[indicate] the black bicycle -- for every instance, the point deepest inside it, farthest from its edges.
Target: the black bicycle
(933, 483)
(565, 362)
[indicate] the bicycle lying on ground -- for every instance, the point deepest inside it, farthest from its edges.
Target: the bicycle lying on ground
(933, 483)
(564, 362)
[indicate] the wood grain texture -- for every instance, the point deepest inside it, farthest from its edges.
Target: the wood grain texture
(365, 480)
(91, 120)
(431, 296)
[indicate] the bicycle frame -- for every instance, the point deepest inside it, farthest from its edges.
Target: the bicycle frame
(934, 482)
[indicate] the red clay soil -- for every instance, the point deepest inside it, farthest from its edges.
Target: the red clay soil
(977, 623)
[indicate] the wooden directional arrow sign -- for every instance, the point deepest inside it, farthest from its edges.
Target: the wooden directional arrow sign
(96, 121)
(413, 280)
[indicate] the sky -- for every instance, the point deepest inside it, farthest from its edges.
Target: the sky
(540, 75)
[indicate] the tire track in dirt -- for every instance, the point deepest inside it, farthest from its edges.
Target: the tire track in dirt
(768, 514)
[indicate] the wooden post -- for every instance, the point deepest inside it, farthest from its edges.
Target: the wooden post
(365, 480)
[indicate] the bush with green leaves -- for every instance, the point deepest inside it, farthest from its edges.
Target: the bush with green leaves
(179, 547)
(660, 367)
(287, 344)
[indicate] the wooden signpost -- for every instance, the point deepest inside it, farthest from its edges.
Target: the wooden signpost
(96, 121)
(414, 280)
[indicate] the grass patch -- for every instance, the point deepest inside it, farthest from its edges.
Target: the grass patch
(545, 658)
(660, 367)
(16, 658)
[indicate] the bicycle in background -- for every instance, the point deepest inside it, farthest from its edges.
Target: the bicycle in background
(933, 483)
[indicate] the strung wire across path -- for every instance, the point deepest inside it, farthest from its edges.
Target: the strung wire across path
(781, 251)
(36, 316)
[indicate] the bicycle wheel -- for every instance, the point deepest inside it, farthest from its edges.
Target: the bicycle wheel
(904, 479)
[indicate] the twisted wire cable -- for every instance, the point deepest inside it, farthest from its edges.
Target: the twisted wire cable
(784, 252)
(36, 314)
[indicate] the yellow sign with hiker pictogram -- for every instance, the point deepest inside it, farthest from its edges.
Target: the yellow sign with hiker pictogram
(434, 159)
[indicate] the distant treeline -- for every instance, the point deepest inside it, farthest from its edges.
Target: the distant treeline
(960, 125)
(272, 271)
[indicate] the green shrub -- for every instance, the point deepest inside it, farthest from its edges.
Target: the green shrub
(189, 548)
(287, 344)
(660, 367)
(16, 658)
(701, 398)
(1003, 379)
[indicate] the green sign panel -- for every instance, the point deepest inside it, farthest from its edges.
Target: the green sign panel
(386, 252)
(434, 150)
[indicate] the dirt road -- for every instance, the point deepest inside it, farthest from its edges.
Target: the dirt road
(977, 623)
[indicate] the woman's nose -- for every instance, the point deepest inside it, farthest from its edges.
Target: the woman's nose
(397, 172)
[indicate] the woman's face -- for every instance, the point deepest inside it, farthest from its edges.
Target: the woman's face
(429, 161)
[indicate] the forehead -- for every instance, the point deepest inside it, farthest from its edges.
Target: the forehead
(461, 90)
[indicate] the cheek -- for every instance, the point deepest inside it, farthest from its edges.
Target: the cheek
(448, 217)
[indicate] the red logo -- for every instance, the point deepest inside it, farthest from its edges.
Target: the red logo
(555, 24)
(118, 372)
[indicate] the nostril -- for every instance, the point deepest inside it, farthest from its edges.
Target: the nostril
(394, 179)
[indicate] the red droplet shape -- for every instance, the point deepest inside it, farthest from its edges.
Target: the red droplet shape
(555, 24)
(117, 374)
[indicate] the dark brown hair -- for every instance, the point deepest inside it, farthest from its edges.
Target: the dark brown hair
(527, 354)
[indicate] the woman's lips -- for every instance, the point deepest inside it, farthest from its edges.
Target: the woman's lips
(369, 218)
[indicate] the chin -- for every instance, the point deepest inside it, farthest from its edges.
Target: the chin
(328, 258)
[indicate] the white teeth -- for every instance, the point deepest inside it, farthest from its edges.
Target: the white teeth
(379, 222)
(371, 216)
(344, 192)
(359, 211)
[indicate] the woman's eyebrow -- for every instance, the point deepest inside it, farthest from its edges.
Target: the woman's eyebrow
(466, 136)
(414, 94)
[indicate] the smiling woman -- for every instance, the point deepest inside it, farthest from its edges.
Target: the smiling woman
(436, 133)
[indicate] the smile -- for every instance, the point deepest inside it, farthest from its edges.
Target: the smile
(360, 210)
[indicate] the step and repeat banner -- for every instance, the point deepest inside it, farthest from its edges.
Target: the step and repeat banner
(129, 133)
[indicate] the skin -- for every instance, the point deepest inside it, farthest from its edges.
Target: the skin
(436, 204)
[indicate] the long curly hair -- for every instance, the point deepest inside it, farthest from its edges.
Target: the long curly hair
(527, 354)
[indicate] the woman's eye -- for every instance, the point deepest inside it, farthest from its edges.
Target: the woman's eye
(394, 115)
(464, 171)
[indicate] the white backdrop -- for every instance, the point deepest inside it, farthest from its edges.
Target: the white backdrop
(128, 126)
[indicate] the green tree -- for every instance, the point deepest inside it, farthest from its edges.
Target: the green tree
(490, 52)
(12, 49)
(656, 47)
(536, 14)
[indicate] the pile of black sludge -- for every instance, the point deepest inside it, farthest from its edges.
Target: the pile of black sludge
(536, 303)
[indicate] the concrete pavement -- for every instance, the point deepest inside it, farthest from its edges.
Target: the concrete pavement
---
Convert all of the lines above into a JSON list of strings, one string per line, and leave out any blank lines.

[
  "[indicate] the black bicycle -- for every instance, the point deepest inside it, farthest from its edges.",
  "Target: the black bicycle",
  "(933, 483)",
  "(565, 362)",
  "[indicate] the bicycle lying on ground -- for every instance, the point deepest inside it, farthest from its edges.",
  "Target: the bicycle lying on ground",
  "(933, 483)",
  "(564, 362)",
  "[indicate] the wood grain texture -- for every instance, the point deepest inside it, farthest from its edges.",
  "Target: the wood grain texture",
  "(365, 480)",
  "(91, 120)",
  "(431, 296)",
  "[indicate] the bicycle frame -- for every instance, the point deepest inside it, farthest from its edges.",
  "Target: the bicycle frame",
  "(934, 482)",
  "[indicate] the red clay soil -- for every instance, the point deepest inside it, farthest from its edges.",
  "Target: the red clay soil",
  "(977, 623)",
  "[indicate] the wooden directional arrow sign -- for every instance, the point deepest inside it, farthest from its edges.",
  "Target: the wooden directional arrow sign",
  "(96, 121)",
  "(413, 280)",
  "[indicate] the sky -- for every instance, the point deepest inside it, farthest from its edges.",
  "Target: the sky",
  "(540, 75)",
  "[indicate] the tire track in dirt -- for every instance, the point deepest inside it, farthest from its edges.",
  "Target: the tire track in dirt",
  "(768, 514)",
  "[indicate] the wooden post -- for every instance, the point deepest inside it, farthest from its edges.",
  "Target: the wooden post",
  "(365, 480)",
  "[indicate] the bush with green leaves -- for every instance, the point deepest inside it, farthest from its edges.",
  "Target: the bush with green leaves",
  "(179, 547)",
  "(660, 367)",
  "(287, 344)",
  "[indicate] the wooden signpost -- for every instance, the point deepest inside it, farthest from its edges.",
  "Target: the wooden signpost",
  "(96, 121)",
  "(414, 280)",
  "[indicate] the grass patch -- for every instance, the point deepest inside it, farthest from its edges.",
  "Target: the grass patch",
  "(545, 658)",
  "(660, 367)",
  "(16, 658)",
  "[indicate] the bicycle in background -- for every instance, the point deepest inside it, farthest from its edges.",
  "Target: the bicycle in background",
  "(933, 483)",
  "[indicate] the strung wire across path -- for every instance, the point deepest inside it, farthest from its edges.",
  "Target: the strung wire across path",
  "(781, 251)",
  "(36, 316)",
  "[indicate] the bicycle wheel -- for every instance, the point deepest inside it, farthest from its edges.",
  "Target: the bicycle wheel",
  "(904, 479)",
  "[indicate] the twisted wire cable -- for every instance, the point deepest inside it, farthest from its edges.",
  "Target: the twisted wire cable",
  "(784, 252)",
  "(36, 314)",
  "[indicate] the yellow sign with hiker pictogram -- for every instance, the point deepest inside it, farthest from its edges.",
  "Target: the yellow sign with hiker pictogram",
  "(434, 159)",
  "[indicate] the distant treeline -- for every instance, the point deepest inside it, farthest from its edges.",
  "Target: the distant treeline",
  "(960, 125)",
  "(272, 271)",
  "[indicate] the green shrub -- for every instance, the point deepest inside it, farthest from its edges.",
  "Target: the green shrub",
  "(189, 548)",
  "(287, 344)",
  "(660, 367)",
  "(16, 658)",
  "(701, 398)",
  "(1003, 379)",
  "[indicate] the green sign panel -- for every instance, the point deepest inside it, farthest from its edges.",
  "Target: the green sign panel",
  "(386, 252)",
  "(434, 150)",
  "[indicate] the dirt road -- for every instance, the point deepest inside it, farthest from its edges.",
  "Target: the dirt road",
  "(977, 623)",
  "[indicate] the woman's nose -- for every instance, the point deepest inside it, farthest from its edges.",
  "Target: the woman's nose",
  "(397, 172)",
  "[indicate] the woman's face -- for every instance, the point deepest inside it, farthest from its edges.",
  "Target: the woman's face",
  "(429, 161)",
  "[indicate] the forehead -- for every instance, the point deepest inside it, farthest from its edges.",
  "Target: the forehead",
  "(461, 90)",
  "[indicate] the cheek -- for every instance, the point deepest inside it, farthest from its edges.",
  "Target: the cheek",
  "(448, 217)",
  "[indicate] the red logo -- for every instance, the point deepest inside it, farthest from its edges.",
  "Target: the red logo",
  "(555, 24)",
  "(118, 372)",
  "[indicate] the nostril -- for every instance, the point deepest inside it, farthest from its edges.",
  "Target: the nostril",
  "(394, 179)",
  "[indicate] the red droplet shape -- for every instance, the point deepest inside it, farthest from its edges.",
  "Target: the red droplet shape",
  "(555, 24)",
  "(117, 374)",
  "[indicate] the dark brown hair -- for every instance, the point deepest inside it, farthest from its edges.",
  "Target: the dark brown hair",
  "(527, 354)",
  "[indicate] the woman's lips -- for every instance, the point deepest inside it, farthest from its edges.",
  "Target: the woman's lips",
  "(369, 218)",
  "[indicate] the chin -- for every instance, the point deepest inside it, farthest from its edges.",
  "Target: the chin",
  "(328, 258)",
  "[indicate] the white teeth -- for every instance, the point deepest inside it, farthest from its edges.",
  "Target: the white teeth",
  "(379, 222)",
  "(371, 216)",
  "(344, 192)",
  "(359, 211)",
  "[indicate] the woman's eyebrow -- for every instance, the point deepest inside it, farthest from its edges.",
  "Target: the woman's eyebrow",
  "(466, 136)",
  "(414, 94)",
  "[indicate] the smiling woman -- for every instance, the point deepest inside it, farthest from its edges.",
  "Target: the smiling woman",
  "(436, 133)",
  "[indicate] the smile -- for every instance, the point deepest inside it, farthest from its edges.",
  "Target: the smile",
  "(360, 210)",
  "[indicate] the step and repeat banner -- for every instance, the point deepest inside it, farthest from its edges.",
  "Target: the step and repeat banner",
  "(129, 133)",
  "[indicate] the skin -- for every instance, the point deepest inside it, farthest from its edges.",
  "Target: the skin",
  "(436, 204)",
  "[indicate] the long curly hair -- for every instance, the point deepest inside it, farthest from its edges.",
  "Target: the long curly hair",
  "(527, 354)",
  "[indicate] the woman's eye -- for every instance, the point deepest inside it, farthest from its edges.",
  "Target: the woman's eye",
  "(394, 115)",
  "(464, 171)",
  "[indicate] the white backdrop -- for every instance, the point deepest inside it, farthest from its edges.",
  "Target: the white backdrop",
  "(128, 126)",
  "[indicate] the green tree -- for every instance, the point deepest inside it, farthest from its edges.",
  "Target: the green tree",
  "(490, 52)",
  "(12, 49)",
  "(656, 47)",
  "(536, 14)",
  "[indicate] the pile of black sludge -- for every instance, the point deepest inside it, farthest from its edges.",
  "Target: the pile of black sludge",
  "(536, 303)",
  "[indicate] the concrete pavement -- for every instance, the point deepest inside it, farthest from its edges.",
  "Target: the concrete pavement"
]